Information provided:
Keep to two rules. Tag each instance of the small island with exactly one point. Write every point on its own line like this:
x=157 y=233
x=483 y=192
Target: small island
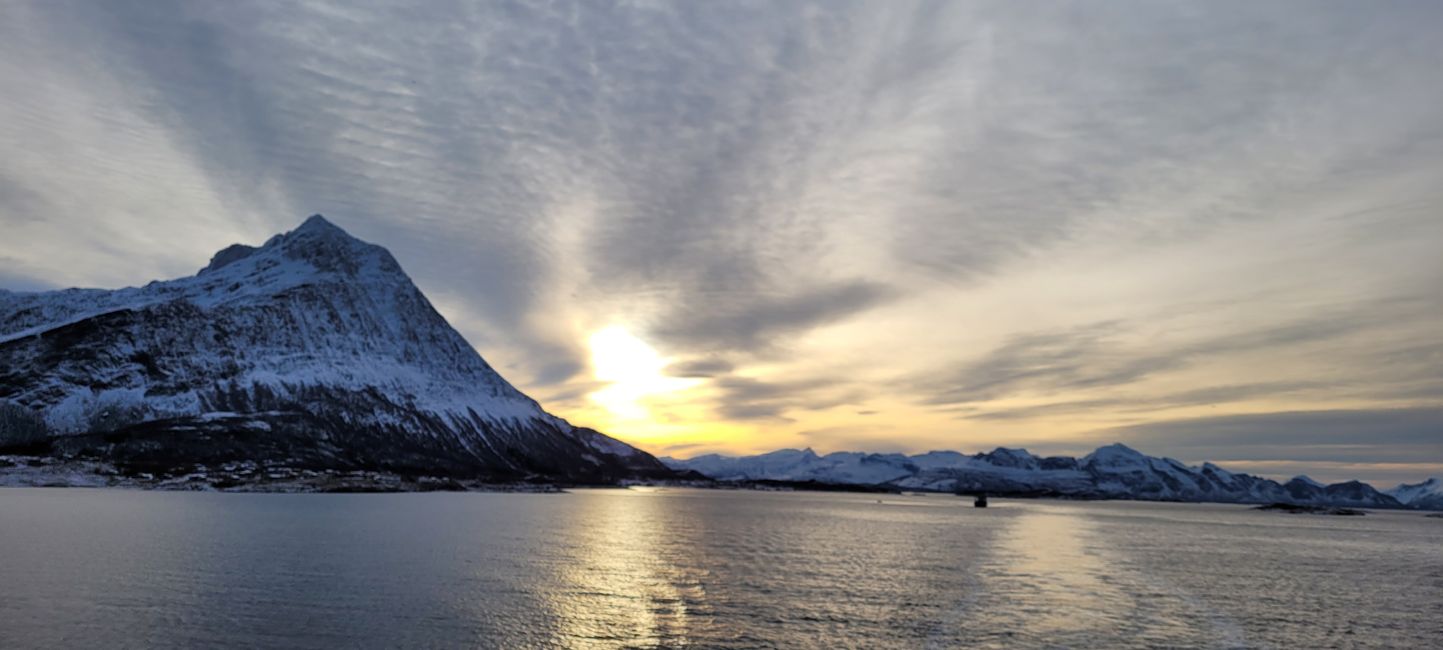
x=1295 y=509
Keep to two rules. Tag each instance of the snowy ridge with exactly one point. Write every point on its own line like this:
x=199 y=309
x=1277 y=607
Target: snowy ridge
x=313 y=331
x=1113 y=471
x=1427 y=494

Exercise task:
Put the lines above into a Markdown table with the columns "Row" and "Line", numbering each row and skipping any blank lines. Leave the pictures out of your answer.

Answer for this exercise:
| Row | Line |
|---|---|
| 1 | Keep to two rules. Tag each instance of the small island with exactly one point. Write every point on its own line like this: |
| 2 | x=157 y=233 |
| 3 | x=483 y=192 |
| 4 | Target: small island |
| 5 | x=1295 y=509 |
| 6 | Keep to two rules. Tag each instance of the snowy ridge with exactly one point. Write every point on its own line like this: |
| 7 | x=199 y=309 |
| 8 | x=1277 y=607 |
| 9 | Target: snowy ridge |
| 10 | x=313 y=331 |
| 11 | x=1113 y=471 |
| 12 | x=1427 y=494 |